▶ **Extract provided**:

The title is a reference to the 1983 movie WarGames when the computer program WOPR asked what kind of game a young Matthew Broderick wished to play.
Recently, I saw an episode of LittleWarsTV in which the club used ChatGPT to craft a Peninsular War scenario between Spanish Guerrilas and a French force. The approach taken seemed unbelievably easy so I decided to take some practice runs at this AI-driven scenario generation.
I started off by asking ChatGPT to craft a wargames scenario during the Russo-Swedish War that occurred between 1656-1658. Surprisingly, it provided me a scenario for the Battle of Nyen which I played a few years ago with my friend Alex. I was blown away so I asked for a hypothetical scenario and the AI program gave me a battle where the Swedes were defending a ford crossing and even gave me the historical context. Simply incredible! Pushing the envelope, I asked the program to craft the scenario using Liber Militum: Tercios wargaming rules and it tailored the scenario, more or less, to what the AI could find regarding the rules. There were things that I would need to tweak but the whole experiment was really quite impressive.

▶ **Data excerpts**:

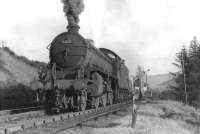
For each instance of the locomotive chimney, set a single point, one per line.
(73, 28)
(72, 9)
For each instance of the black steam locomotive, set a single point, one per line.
(82, 76)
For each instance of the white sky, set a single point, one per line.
(146, 32)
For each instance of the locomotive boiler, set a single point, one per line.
(81, 76)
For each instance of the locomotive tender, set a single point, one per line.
(82, 76)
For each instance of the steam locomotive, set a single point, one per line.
(82, 76)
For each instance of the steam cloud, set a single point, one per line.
(72, 9)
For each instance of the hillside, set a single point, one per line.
(16, 69)
(161, 82)
(157, 117)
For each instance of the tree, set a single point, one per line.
(187, 79)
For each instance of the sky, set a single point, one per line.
(143, 32)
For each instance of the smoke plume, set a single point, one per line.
(72, 9)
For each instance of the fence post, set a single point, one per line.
(134, 113)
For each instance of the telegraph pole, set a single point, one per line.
(184, 78)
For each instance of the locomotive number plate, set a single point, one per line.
(66, 41)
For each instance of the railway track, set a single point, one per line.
(20, 110)
(56, 123)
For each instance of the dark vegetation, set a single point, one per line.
(188, 63)
(14, 96)
(33, 63)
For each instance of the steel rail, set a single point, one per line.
(57, 123)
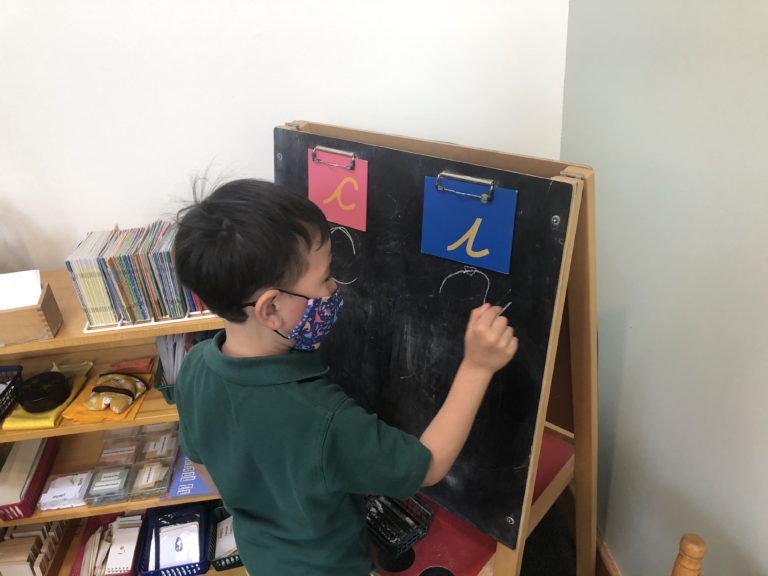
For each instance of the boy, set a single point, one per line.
(290, 453)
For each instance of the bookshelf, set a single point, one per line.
(81, 443)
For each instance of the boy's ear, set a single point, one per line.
(265, 310)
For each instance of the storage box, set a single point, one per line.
(38, 322)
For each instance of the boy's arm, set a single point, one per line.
(489, 343)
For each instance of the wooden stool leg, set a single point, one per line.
(507, 562)
(692, 550)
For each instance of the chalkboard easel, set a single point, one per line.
(396, 344)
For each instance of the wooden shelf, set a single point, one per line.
(154, 410)
(72, 337)
(85, 511)
(66, 563)
(81, 452)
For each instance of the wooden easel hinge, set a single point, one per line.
(567, 174)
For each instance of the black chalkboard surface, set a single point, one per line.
(399, 340)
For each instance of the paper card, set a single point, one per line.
(341, 193)
(458, 226)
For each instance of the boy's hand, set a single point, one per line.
(489, 342)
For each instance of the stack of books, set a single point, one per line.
(29, 550)
(24, 468)
(128, 277)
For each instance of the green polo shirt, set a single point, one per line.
(292, 456)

▶ **Problems to solve**:
A – Transcribe the passage of the post on AI-generated wargame scenarios between "The title is" and "AI-driven scenario generation.", inclusive.
B – In the post on AI-generated wargame scenarios, which wargaming rules did the writer ask ChatGPT to use in crafting the scenario?
The listing after the post on AI-generated wargame scenarios plays no part in what is asked here.

▶ **Solved tasks**:
A –
The title is a reference to the 1983 movie WarGames when the computer program WOPR asked what kind of game a young Matthew Broderick wished to play.
Recently, I saw an episode of LittleWarsTV in which the club used ChatGPT to craft a Peninsular War scenario between Spanish Guerrilas and a French force. The approach taken seemed unbelievably easy so I decided to take some practice runs at this AI-driven scenario generation.

B – Liber Militum: Tercios